SOURCE
I am from that sweet and sour red wine.
“Don’t gain the world and lose your soul,
Because wisdom is worth more than silver and gold.”
I am from hopscotch and kickball,
From Barbies and dolls,
From diapers and breast milk,
From independence and bras,
I am from Betty Boop in my red dress and gold hoops
And from “Can you tell me how to get to Sesame Street?”
I am from the pogroms of Russia,
From the fertile farmland in Romania.
From those stray bullets flying.
I am from latkas, from challah.
I am from those blue, gold, and white candles
That light our menorah.
“I am who I am and I am going to be who I be.”
I am from Latvia, Russia, Romania,
From latkas, challa, and salty matzoh ball soup.
I am from my roots,
Which grow stronger
Beginning a year or a semester with poems about place helps students see that their own lives are rich resources for writing and reflection and invites students at all skill levels to be successful. I usually require a “Personal Piece” as one of the first requirements in a student portfolio. Most students, and all reluctant teenage writers, can be convinced to take the risks and exert the effort good writers do, whether in expressive or more analytical writing, after having success with this kind of creative writing assignment. Many of them, in the past two years since I got the idea for the lesson from the excellent series The United States of Poetry, choose their “Where I’m From” poem from among the other assignments, which are personal essays or poems about themselves, as their “best of” for the portfolio. I make it clear this collection of their writing is not produced just for me, the teacher, but will be shared with their parents or with my colleagues in workshops about teaching writing. I also suggest they keep this portfolio to show their children many years hence. I believe the idea of audience is key to good student writing. And I believe publication of student work is well worth the extra effort, both because it inspires students to take risks and to care about correctness.
Learning to read Lyons’ poem thoughtfully and then writing their own – and hearing their classmates’ – help students see the connections between reading and writing. The poem helps them see how to move beyond the literal in order to go deeper. Good readers know to identify words, phrases, and sentences they do and don’t understand and ask questions of themselves and others to expand their understanding. They know to look for image, metaphor and simile, personification, detail, inference, tone and meaning. These are the first steps in asking students to write a “Where I’m From” poem.

REQUEST 1
Transcribe the passage on "Where I'm From" poems between "I am from hopscotch" and "farmland in Romania.", inclusive.

RECORDS FOR THIS TASK
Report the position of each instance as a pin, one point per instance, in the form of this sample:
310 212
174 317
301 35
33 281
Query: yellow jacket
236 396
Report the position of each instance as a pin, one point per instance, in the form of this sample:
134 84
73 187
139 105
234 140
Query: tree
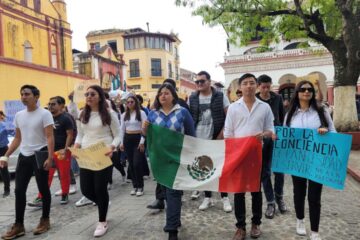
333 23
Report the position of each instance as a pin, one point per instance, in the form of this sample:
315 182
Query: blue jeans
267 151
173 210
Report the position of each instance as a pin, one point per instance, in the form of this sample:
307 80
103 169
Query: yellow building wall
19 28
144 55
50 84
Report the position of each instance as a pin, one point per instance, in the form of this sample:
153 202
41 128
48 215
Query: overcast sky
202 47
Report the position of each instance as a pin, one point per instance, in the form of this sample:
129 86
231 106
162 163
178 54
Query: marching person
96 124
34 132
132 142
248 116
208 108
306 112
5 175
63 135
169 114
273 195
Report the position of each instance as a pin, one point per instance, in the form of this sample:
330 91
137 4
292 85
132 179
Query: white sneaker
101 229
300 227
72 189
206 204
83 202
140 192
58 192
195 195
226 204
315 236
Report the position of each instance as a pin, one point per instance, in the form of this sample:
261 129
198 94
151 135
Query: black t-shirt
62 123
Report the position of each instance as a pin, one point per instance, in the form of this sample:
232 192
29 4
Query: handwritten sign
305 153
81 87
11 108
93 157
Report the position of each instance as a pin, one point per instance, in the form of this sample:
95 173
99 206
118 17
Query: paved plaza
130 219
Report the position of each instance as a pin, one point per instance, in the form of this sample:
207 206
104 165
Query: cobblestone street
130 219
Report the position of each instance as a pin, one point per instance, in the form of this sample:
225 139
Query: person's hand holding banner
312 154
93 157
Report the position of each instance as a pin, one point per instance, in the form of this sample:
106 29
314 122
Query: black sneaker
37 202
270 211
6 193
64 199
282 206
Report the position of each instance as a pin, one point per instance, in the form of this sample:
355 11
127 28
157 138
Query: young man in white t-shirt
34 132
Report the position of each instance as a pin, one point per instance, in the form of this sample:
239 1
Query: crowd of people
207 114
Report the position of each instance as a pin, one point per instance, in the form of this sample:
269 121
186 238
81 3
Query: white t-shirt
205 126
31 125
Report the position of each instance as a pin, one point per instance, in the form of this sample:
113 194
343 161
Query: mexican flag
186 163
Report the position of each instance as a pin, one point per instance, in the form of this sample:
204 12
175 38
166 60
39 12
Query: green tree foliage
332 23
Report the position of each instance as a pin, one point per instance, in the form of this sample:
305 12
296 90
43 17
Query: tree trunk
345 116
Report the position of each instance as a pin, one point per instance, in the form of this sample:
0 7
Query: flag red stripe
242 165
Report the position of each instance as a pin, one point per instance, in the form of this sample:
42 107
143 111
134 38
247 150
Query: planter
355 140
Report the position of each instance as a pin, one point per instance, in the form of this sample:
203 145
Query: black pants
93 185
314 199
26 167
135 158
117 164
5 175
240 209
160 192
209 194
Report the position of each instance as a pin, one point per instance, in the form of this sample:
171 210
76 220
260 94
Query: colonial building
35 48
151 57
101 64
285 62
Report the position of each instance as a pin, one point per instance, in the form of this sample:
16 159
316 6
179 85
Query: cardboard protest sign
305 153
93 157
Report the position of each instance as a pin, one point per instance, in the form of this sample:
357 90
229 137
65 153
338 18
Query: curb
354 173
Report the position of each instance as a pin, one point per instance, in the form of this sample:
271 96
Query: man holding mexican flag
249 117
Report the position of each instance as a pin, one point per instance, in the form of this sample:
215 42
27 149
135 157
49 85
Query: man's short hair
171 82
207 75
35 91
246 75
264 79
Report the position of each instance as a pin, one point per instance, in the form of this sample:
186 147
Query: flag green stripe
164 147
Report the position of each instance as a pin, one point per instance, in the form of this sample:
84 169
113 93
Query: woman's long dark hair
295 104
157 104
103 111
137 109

---

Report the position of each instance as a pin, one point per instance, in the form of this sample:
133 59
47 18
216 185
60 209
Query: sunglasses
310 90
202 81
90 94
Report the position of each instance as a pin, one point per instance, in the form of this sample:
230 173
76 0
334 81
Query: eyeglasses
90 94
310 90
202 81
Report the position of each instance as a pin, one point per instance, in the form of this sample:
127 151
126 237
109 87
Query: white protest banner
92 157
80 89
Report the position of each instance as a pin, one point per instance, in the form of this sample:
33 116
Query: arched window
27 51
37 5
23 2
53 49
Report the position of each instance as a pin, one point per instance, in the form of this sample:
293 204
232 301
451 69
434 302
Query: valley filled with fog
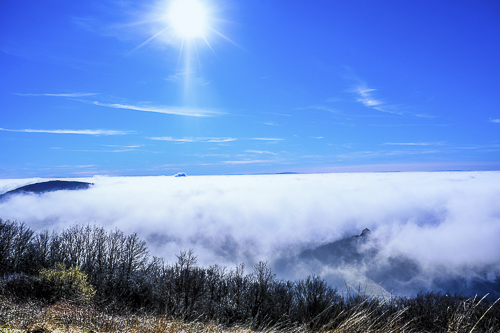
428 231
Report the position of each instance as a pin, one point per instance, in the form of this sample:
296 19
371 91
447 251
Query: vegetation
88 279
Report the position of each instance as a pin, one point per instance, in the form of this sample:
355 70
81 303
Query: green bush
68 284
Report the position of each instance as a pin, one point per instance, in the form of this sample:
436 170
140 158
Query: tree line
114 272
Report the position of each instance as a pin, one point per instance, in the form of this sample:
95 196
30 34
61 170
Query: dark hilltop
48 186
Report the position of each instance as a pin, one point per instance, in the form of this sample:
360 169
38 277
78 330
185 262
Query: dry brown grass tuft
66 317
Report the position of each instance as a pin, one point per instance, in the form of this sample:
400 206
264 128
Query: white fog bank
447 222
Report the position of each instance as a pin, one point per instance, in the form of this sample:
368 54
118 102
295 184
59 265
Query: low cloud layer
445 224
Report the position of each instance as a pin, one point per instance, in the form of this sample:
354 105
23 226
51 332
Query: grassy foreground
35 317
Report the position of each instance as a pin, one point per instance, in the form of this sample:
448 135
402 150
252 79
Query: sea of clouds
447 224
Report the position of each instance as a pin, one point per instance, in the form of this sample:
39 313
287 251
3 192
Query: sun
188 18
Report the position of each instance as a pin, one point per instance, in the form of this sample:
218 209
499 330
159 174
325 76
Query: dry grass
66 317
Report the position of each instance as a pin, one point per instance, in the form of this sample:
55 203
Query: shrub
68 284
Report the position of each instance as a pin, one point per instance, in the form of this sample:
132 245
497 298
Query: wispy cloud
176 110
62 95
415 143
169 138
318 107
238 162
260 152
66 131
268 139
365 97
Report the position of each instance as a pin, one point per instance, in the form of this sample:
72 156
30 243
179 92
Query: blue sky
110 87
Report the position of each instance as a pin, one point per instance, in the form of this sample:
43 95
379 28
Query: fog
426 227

...

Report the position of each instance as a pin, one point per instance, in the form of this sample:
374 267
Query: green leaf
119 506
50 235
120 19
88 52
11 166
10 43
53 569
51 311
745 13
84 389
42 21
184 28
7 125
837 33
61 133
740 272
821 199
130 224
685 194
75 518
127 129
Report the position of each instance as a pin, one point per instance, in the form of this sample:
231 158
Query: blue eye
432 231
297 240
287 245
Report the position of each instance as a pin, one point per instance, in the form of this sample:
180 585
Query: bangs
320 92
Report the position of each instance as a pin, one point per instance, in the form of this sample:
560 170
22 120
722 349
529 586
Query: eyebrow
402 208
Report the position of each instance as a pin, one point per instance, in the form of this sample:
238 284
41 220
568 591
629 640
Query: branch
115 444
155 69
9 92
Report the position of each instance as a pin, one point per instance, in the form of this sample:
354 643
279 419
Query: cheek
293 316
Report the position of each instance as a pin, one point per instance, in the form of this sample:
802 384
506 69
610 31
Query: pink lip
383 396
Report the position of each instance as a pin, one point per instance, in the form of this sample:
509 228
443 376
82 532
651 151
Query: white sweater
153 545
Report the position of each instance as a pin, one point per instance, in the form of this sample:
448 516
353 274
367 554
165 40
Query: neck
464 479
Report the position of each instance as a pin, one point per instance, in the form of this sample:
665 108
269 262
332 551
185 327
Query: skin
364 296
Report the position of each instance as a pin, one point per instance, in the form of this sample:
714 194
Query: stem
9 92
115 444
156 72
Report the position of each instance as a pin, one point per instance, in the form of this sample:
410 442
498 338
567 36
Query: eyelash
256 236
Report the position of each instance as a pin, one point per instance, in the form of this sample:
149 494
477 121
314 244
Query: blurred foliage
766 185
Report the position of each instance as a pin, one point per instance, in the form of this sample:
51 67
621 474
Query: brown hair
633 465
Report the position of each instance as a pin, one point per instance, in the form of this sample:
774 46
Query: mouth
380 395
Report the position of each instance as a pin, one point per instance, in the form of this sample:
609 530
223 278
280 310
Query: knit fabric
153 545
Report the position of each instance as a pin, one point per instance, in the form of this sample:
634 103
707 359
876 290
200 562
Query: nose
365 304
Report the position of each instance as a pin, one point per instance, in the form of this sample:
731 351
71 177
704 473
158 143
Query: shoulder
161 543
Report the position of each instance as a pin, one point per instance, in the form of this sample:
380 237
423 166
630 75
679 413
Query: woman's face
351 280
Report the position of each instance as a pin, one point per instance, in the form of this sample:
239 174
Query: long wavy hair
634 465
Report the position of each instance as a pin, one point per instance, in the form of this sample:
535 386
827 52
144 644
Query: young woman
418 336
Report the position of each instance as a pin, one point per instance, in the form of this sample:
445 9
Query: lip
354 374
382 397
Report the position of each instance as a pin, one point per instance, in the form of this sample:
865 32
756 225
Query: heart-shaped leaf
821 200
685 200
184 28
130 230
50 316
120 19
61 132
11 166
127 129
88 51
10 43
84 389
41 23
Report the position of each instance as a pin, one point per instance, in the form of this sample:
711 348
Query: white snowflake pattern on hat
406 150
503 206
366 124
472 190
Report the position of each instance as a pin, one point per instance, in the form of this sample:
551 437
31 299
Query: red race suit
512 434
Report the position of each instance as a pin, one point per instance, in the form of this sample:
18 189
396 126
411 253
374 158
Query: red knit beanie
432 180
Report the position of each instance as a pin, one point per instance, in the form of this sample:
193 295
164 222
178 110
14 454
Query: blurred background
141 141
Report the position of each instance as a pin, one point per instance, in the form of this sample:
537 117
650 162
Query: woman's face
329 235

REQUEST 2
Find every line of the records containing the string "knit" and copy each one, treating uppercase and lowercase as different.

ANSWER 1
I am from hopscotch and kickball,
From Barbies and dolls,
From diapers and breast milk,
From independence and bras,
I am from Betty Boop in my red dress and gold hoops
And from “Can you tell me how to get to Sesame Street?”
I am from the pogroms of Russia,
From the fertile farmland in Romania.

ANSWER 2
Query: knit fabric
Query: red knit beanie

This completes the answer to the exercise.